Supplied records
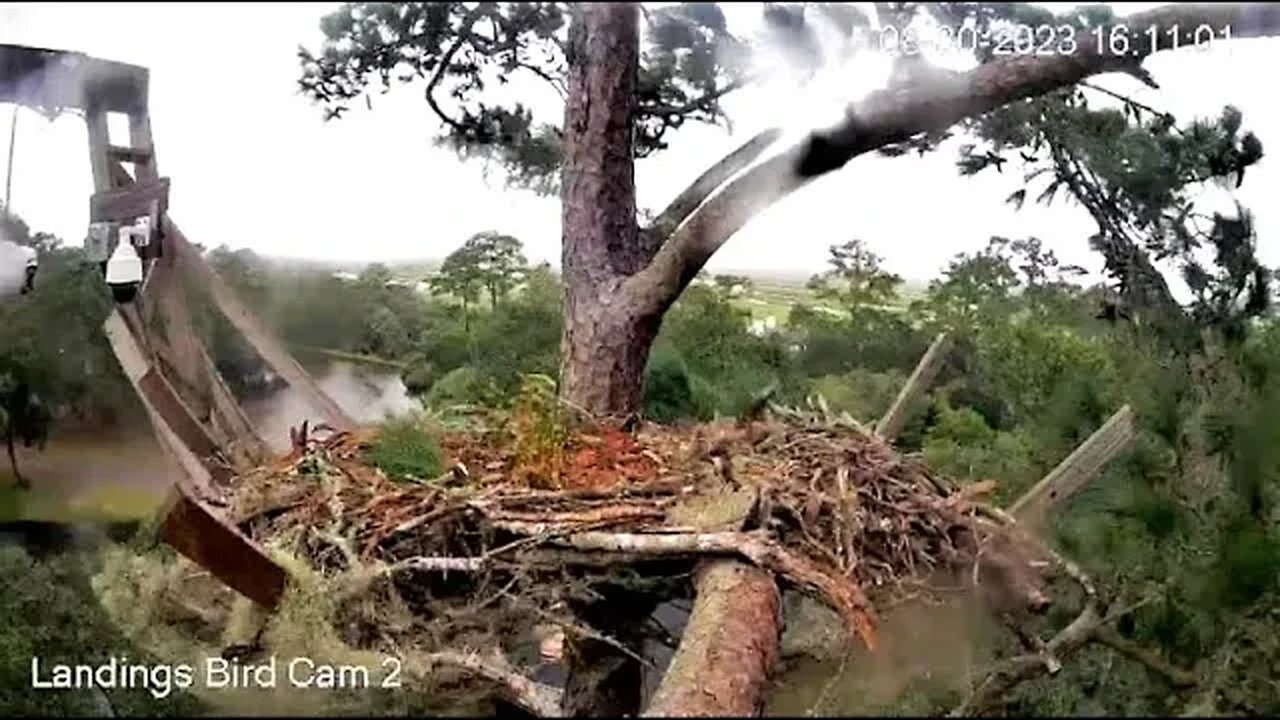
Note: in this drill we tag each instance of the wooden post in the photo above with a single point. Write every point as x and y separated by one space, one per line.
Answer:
926 370
1079 468
99 140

Instructions to follow
Quote the data above in full, leaving out the pictures it holds.

Solution for this problem
Note: in this drill we tag each instance of the wooden post in the photo above with a single point. Write every point as x and y separated by one space, one per line.
Answer:
926 370
1079 468
99 140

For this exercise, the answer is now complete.